=== Directive ===
Put the items below into a two-column CSV with the headers item_text and answer, one row per item. Enclose each field in quotes, and replace any line breaks inside a field with spaces.

=== Dataset entries ===
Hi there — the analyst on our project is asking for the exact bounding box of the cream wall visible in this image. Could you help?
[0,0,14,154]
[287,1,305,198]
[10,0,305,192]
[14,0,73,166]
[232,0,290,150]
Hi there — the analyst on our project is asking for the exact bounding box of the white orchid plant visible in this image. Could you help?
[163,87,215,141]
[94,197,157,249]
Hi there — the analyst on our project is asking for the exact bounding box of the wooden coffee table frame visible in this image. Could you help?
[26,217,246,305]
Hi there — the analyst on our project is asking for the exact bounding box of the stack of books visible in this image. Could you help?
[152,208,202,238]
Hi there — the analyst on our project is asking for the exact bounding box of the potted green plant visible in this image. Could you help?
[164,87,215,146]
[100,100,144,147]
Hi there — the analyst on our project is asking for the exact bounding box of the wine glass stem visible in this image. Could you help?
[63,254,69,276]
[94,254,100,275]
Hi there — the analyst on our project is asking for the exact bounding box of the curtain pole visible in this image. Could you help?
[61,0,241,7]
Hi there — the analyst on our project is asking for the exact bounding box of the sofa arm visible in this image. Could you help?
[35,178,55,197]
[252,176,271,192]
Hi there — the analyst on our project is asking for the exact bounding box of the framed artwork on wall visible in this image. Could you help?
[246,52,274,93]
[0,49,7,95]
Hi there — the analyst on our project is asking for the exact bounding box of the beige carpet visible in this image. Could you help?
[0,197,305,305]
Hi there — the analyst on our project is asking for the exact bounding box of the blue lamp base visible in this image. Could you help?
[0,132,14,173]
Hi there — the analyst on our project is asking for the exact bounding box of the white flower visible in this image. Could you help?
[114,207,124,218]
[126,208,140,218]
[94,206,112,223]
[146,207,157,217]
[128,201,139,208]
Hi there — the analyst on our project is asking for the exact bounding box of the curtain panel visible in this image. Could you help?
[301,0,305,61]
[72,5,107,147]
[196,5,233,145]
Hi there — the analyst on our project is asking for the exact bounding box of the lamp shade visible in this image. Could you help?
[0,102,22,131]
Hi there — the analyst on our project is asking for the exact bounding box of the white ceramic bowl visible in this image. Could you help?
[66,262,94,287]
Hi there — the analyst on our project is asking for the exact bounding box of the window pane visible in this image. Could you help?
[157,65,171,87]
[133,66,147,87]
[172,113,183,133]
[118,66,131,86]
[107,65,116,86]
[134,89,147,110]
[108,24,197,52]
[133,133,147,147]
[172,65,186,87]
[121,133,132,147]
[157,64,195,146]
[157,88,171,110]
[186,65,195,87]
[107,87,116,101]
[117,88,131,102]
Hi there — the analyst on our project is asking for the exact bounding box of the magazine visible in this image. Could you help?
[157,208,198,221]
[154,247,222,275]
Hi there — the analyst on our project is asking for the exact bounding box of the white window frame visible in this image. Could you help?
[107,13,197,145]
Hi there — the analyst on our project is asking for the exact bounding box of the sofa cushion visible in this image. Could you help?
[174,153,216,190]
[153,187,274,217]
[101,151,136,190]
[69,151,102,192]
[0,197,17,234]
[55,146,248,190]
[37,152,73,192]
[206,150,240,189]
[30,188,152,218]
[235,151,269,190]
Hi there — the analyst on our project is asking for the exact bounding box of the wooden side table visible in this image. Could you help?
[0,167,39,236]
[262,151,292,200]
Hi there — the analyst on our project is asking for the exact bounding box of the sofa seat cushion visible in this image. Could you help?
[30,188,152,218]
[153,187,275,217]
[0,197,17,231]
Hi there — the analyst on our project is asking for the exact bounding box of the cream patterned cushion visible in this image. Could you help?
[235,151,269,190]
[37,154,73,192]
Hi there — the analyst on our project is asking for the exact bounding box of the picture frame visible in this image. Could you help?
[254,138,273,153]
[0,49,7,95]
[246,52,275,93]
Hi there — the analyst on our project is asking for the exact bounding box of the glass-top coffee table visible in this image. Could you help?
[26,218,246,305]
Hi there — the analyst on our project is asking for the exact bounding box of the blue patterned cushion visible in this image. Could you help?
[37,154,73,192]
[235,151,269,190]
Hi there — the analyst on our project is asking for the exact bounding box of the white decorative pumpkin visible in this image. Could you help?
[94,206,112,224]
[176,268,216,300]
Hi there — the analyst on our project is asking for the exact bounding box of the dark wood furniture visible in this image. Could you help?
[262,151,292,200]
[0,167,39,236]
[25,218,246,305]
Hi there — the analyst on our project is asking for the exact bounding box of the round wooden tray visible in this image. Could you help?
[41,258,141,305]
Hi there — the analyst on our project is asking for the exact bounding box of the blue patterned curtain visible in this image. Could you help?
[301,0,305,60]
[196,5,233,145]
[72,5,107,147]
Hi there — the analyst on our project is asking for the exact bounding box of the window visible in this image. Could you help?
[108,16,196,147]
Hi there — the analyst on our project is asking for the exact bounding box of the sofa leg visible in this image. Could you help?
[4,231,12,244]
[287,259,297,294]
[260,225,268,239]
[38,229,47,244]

=== Exercise response ===
item_text,answer
"Hi there — the analyst on our project is asking for the exact bounding box of the cream wall visible in this image. Could you help?","[0,0,14,154] [287,1,305,198] [10,0,305,192] [14,0,73,166] [232,0,290,150]"
"Hi there — the analyst on our project is asking for the exact bounding box of the white orchid plant visible in this image. Could you help?","[163,87,215,141] [94,197,157,249]"
"Hi there — the analyst on our project is asking for the exact bounding box of the wooden coffee table frame visible in this image. Could you help?","[26,217,246,305]"
"Hi there — the analyst on our project is asking for the exact bounding box of the stack of books visible in this image. Could you help?","[152,208,202,238]"
"Hi there — the analyst on our project is asking for the exact bounding box of the potted green plant visible in this image. Could you help?","[164,87,215,146] [100,100,144,147]"
"Hi there — the analyst on our project is asking for the exact bounding box of the wine glass stem visible in this image. Could you help?","[63,254,69,276] [94,254,100,275]"
"Hi there — the analyst on our project is asking for the exact bounding box of the curtain pole visible in this image. Could you help?","[61,0,241,7]"
"Hi there — the analyst on our project is asking for the exact bounding box of the sofa arm visible in this image. Could you help?","[35,178,55,197] [252,176,271,192]"
"Hi there — the analyst on our project is asking for the exact bounding box of the framed artwork on wall visible in this image. Could you help?","[246,52,274,93] [0,49,7,95]"
"Hi there — the analyst on our project is asking for the exact bounding box of the beige carpet visible in this image. Could you help?","[0,197,305,305]"
"Hi there — the analyst on our project is asking for the exact bounding box of the blue lamp base visible in this image. Could you help?","[0,132,14,173]"
"Hi there — the analyst on our project is asking for the exact bounding box of the white flower visible in this image. Could you help?","[114,207,124,218] [126,208,140,218] [94,206,112,223] [146,207,157,217] [128,201,139,208]"
"Hi there — the analyst on our project is asking for the exact bounding box of the curtain panel visible in this image. Could you help?","[301,0,305,61] [72,5,107,147] [196,5,233,145]"
"Hi there — the analyst on our project is asking for the exact bounding box of the lamp shade visible in this image. Could you help?","[0,102,22,131]"
"Hi there — the analyst on our project is asking for the exact bounding box of the white ceramic bowl visible in this image. Could you help?","[66,262,94,287]"
"Hi there — the analyst on our project is asking for the exact bounding box of the window pane visible in this image. Could you help?","[157,65,171,87] [133,66,147,87] [172,113,183,133] [118,66,131,86] [107,65,116,86] [134,89,147,110] [108,24,197,52] [133,133,147,147] [172,65,186,87] [121,133,132,147] [157,64,195,146] [157,88,171,110] [186,65,195,87] [107,87,116,101] [117,88,131,102]"
"Hi there — the analyst on our project is asking for the exact bounding box of the magazine visible in this image. Could you help?","[157,208,198,221] [154,247,222,275]"
"Hi there — the analyst on our project is asking for the exact bounding box of the white window frame visible in this image. Could you help?","[107,13,197,145]"
"Hi there — the analyst on our project is asking for the exact bounding box of the sofa cushion visible in this image. Could you help?","[174,153,216,190] [153,187,274,217] [101,151,136,190] [69,151,102,192] [0,197,17,234] [55,146,248,190] [37,152,73,192] [206,150,240,189] [30,188,152,218] [235,151,269,190]"
"Hi there — the analyst on our project is asking for the exact bounding box of the wooden side table visible in this image. Could you help?","[0,167,39,236] [262,151,292,200]"
"Hi there — the analyst on our project is asking for the exact bounding box of the sofa seat cushion visible in this image. Could you help?","[30,188,152,218] [153,187,275,217] [0,197,17,231]"
"Hi there — the analyst on our project is asking for the exact bounding box of the cream patterned cushion visible in this image. Could you help?","[235,151,269,190] [37,154,73,192]"
"Hi there — the analyst on our project is asking for the exact bounding box of the picture frame visible in this image. Could you help?","[254,138,273,153] [0,49,7,95] [246,52,275,93]"
"Hi there — the analyst on our project is asking for the exact bounding box of the glass-top coffee table visible in this image. Could you help?","[26,218,246,305]"
"Hi there — the analyst on our project is asking for the exact bounding box of the blue patterned cushion visible in this image. Could you help?","[37,154,73,192] [235,151,269,190]"
"Hi there — the analyst on our project is asking for the exact bounding box of the white decorative pumpkin visible in this image. Could you help?","[94,206,112,224] [176,268,216,300]"
"Hi there — the analyst on our project is asking for the exact bounding box of the dark wood furniture visible in this image. Could you help?","[262,151,292,200] [0,167,39,236] [25,218,246,305]"
"Hi there — the analyst on our project is asking for the exact bounding box of the round wooden tray visible in this image. Could you help?","[41,258,141,305]"
"Hi there — the analyst on our project is asking for the exact bounding box of the blue patterned curtain visible in this image. Could you help?","[301,0,305,60] [196,5,233,145] [72,5,107,147]"
"Hi there — the analyst on our project is asking for the exact bounding box of the window visible in this image. Could you help?","[108,16,196,147]"
"Hi there — the analyst on our project is asking for the exact bounding box of the sofa leg visible in this image. Could you help?","[4,231,12,244] [287,259,297,294] [260,225,268,239] [38,229,47,244]"